Tipton: United effort targets COVID-19

U.S. Rep. Scott Tipton

As part of the federal response to the coronavirus-19, U.S. Rep. Scott Tipton is pushing legislation to improve data sharing between the Department of Housing and Urban Development and the Department of Health and Human Services.

The Cortez Republican announced his Improving Emergency Disease Response Via Housing Act during a telephone town hall with Western Slope and other constituents Thursday night.

The bill would target outreach to elderly and homeless populations contracting the coronavirus-19, or COVID-19. Under it, the secretary of HUD would be required to share with the secretary of HHS information such as the location of projects for supportive housing for the elderly assisted by the Housing Act of 1959 and any information available concerning encampments of homeless people and other areas with high concentrations of homelessness.

Personally identifying information would be removed.

“Already, our country has massed an overwhelming united effort to be able to fight this outbreak and maintaining this unity will be critical in moving forward,” Tipton said, referring the pandemic declared over COVID-19.

He said the actions taken in the next few weeks will be pivotal in how quickly the nation recovers from the outbreak and he joined the chorus of voices calling on people to take precautions.

Jeff Kuhr, executive director of Mesa County Public Health, was part of the town hall and said it is critical to “flatten the curve” of disease spread, so that health care infrastructure is not overwhelmed with too many cases at one time.

More than 165 samples had been taken in Mesa County as of Thursday, at which time, only 60 tests had been completed, and Kuhr said he anticipates a “rush” of positives at some point, which would put the statewide health system at risk.

Local efforts are focused on preventing the need for medical intervention in the first place, by directing attention to those 65 or older, and the immunocompromised, Kuhr said.

“My hopes are high. We’re ahead of it, but who knows what’s to come,” he said.

Statewide, the work is on slowing COVID-19 transmission, said Dr. Eric France, chief medical officer for the Colorado Department of Public Health and Environment.

“Our systems are potentially going to be overrun if we can’t slow the spread of the virus. We have a limited number of hospital and ICU beds across the state. Rather than have a surge over a short period of time, we need to try to spread this out over a number of months,” France said.

Montrose Memorial Hospital’s chief medical officer on Friday detailed preparations being undertaken here to reduce any surge. These include lining up ventilators and continued communication with other facilities, as well as canceling non-urgent elective surgeries in order to reserve equipment for those with the most need.

France on Thursday said another focus for the CDPHE is protecting the most vulnerable; those with chronic health conditions such as lung, kidney and heart disease, or diabetes, are at greater risk for COVID-19 than the general population, and so are the elderly.

The state is assessing policies that will help and working with places where the virus can do great damage, such as long-term care facilities and dialysis centers, he said.

France also stressed social distancing, good hygiene and self-isolation, as well as a growing list of state-ordered policies, such as limiting gatherings to fewer than 10 people.

“The more we can do to social distance now, the more we are doing to protect our health care workers,” he said.

The state could see cases ramping up later in spring, but the hope is that making hard decisions now would actually slow down transmission rates.

“Recognize that what we’re doing now in this distancing work is actually impacting the transmission today,” France said.

“So while over the next weeks we may hear more about high rates of hospitalization and deaths, know that underneath it all, the spread of this virus is declining and slowing because of the good work each individual is doing with precautions that we’re taking and the steps were taking to protect our families and communities through these efforts.”

Tipton followed up his town hall with letters Friday to U.S. House leadership detailing the needs for the 3rd District.

He is requesting that the upcoming legislative session devote time to rural health care, including telehealth eligibility for federally qualified rural health centers; economic relief for small businesses; continuity of mental health care for higher education students and a universal charitable giving tax deduction.

(Extracted data entries)

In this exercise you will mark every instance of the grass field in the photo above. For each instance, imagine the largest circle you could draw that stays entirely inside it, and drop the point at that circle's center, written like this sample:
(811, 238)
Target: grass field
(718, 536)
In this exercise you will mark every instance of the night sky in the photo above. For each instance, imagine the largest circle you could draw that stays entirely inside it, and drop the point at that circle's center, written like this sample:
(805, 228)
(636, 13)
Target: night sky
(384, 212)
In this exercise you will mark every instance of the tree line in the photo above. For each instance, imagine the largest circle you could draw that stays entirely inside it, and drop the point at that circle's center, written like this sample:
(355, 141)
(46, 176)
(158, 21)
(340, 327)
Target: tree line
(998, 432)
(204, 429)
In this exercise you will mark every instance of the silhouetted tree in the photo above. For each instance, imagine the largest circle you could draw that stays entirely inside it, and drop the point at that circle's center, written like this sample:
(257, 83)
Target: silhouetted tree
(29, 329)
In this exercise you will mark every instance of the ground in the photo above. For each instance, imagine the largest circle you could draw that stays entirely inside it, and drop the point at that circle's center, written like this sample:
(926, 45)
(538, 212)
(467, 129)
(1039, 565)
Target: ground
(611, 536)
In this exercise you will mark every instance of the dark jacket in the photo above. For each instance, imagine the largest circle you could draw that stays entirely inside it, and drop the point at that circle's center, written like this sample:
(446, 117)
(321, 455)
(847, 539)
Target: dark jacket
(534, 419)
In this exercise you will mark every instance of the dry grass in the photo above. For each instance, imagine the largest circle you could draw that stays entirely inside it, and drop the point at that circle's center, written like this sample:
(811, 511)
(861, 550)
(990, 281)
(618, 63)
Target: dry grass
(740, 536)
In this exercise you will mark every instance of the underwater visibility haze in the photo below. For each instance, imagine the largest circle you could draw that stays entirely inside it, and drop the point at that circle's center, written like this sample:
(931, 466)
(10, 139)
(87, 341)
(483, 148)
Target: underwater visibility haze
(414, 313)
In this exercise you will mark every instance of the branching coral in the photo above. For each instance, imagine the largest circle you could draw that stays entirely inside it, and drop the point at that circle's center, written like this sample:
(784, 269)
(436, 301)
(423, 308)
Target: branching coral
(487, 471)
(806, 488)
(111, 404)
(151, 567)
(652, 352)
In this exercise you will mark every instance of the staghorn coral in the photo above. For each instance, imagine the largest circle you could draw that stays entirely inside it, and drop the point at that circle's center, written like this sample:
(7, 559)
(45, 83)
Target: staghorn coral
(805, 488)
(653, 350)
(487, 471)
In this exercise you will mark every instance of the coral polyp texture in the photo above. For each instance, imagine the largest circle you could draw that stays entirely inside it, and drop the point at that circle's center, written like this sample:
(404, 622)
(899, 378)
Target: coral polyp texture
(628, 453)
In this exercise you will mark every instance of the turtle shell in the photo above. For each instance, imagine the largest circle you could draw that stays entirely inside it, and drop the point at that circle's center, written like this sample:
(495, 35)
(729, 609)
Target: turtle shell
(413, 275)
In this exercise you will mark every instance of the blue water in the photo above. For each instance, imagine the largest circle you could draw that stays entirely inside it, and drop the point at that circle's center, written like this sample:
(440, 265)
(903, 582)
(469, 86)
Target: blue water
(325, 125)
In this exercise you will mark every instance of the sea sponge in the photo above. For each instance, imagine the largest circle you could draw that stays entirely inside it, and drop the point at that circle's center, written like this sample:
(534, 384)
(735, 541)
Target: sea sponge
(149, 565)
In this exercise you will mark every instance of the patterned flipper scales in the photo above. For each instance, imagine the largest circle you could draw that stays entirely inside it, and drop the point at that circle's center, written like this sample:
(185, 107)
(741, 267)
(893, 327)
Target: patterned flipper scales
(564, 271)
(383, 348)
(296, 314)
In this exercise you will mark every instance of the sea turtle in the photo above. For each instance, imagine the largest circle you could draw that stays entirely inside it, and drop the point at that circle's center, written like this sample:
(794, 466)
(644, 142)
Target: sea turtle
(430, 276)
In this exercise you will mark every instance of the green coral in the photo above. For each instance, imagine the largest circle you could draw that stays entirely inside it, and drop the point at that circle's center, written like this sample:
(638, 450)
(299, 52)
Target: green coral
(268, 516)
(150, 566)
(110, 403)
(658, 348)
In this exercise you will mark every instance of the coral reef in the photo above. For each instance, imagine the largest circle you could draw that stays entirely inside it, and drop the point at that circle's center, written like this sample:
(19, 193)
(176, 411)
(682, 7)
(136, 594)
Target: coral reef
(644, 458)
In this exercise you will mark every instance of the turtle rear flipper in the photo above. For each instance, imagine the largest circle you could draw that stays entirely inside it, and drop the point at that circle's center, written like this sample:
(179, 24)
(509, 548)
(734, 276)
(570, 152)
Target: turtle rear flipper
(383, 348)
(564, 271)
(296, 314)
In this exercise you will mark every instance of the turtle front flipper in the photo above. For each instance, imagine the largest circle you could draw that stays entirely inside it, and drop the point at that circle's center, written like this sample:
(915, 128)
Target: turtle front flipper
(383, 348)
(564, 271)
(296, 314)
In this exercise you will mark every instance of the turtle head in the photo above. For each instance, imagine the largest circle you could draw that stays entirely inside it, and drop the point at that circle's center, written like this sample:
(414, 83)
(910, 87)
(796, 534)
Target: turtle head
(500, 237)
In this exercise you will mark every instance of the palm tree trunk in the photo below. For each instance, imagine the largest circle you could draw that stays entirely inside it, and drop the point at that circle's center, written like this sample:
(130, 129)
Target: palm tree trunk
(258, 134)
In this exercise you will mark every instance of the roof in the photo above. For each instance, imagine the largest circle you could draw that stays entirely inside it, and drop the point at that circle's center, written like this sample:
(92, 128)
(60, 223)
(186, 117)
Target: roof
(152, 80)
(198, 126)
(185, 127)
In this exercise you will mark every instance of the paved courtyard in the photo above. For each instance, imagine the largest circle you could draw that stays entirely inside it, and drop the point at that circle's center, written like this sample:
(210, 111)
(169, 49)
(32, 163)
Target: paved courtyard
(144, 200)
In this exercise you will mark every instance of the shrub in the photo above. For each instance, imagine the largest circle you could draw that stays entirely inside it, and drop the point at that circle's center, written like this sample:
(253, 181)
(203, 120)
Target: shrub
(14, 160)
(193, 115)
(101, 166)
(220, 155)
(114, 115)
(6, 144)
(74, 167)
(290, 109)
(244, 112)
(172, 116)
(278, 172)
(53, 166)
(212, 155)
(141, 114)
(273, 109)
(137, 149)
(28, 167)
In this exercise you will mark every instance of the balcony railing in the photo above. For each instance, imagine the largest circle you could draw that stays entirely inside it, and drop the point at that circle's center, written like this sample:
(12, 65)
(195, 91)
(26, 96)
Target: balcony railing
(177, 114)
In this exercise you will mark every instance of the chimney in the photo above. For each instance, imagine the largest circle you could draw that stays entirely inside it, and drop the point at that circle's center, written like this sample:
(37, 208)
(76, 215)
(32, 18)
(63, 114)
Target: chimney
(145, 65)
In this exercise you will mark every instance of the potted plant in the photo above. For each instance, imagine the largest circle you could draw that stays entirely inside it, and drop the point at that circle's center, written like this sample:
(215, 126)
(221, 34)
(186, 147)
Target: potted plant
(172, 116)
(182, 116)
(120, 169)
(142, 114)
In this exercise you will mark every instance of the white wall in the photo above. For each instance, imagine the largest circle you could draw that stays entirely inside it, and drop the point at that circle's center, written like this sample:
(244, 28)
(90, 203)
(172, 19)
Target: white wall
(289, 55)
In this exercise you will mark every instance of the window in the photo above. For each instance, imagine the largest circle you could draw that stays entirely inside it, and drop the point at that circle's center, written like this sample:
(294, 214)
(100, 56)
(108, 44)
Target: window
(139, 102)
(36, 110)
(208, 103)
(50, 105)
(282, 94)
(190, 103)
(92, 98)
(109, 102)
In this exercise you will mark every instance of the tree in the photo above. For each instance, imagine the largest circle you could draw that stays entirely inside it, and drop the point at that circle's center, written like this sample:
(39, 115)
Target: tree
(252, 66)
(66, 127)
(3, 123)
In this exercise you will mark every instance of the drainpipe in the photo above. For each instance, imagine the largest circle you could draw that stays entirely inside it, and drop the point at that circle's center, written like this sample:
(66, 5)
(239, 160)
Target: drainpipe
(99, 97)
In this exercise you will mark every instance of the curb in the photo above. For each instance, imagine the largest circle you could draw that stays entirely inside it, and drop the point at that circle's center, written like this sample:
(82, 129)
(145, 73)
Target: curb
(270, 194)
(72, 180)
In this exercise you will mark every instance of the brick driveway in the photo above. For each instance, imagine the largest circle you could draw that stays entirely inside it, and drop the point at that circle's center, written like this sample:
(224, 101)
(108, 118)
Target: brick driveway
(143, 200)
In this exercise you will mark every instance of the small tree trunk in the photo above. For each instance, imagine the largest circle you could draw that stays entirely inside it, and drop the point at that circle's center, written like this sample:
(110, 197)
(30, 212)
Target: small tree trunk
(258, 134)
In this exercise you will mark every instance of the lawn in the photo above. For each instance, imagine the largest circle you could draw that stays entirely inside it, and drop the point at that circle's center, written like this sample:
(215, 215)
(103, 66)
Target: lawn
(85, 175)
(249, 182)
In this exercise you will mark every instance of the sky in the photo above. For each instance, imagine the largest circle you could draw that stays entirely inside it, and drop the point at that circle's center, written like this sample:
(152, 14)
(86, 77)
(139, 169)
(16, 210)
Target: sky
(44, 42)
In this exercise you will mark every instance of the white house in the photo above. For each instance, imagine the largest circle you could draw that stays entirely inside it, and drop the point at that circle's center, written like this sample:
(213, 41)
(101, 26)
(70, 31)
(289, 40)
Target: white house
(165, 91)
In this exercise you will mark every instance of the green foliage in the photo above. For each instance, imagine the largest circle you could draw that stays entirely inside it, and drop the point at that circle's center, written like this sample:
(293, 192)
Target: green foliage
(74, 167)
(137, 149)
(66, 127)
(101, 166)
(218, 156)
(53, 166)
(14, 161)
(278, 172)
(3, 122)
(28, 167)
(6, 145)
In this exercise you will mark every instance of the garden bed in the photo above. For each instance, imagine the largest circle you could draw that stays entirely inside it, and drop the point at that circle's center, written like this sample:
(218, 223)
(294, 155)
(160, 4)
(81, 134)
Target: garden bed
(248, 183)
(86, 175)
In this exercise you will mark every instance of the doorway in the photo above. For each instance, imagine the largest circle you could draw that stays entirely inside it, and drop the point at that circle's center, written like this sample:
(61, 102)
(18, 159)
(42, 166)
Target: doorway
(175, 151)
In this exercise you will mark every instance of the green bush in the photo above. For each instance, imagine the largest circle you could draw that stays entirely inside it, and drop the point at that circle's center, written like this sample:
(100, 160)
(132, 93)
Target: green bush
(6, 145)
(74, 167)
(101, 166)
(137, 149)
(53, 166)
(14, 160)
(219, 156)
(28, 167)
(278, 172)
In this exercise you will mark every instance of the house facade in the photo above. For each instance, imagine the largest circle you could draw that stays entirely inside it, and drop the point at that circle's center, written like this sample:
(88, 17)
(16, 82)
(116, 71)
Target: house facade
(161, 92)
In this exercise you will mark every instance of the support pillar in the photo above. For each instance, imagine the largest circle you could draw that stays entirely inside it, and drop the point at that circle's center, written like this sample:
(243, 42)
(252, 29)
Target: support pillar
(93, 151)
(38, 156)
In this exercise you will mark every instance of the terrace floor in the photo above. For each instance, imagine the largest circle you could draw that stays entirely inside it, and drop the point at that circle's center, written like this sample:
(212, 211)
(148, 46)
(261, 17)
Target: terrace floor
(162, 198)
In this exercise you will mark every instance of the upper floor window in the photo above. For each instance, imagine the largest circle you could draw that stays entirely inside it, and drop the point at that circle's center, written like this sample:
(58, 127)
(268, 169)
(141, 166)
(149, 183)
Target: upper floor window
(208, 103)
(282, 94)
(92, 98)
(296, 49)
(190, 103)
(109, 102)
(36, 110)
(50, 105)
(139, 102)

> **Task statement**
In the COVID-19 article, what limit on gatherings does France cite as an example of a state-ordered policy?

> **Solution below**
Limiting gatherings to fewer than 10 people.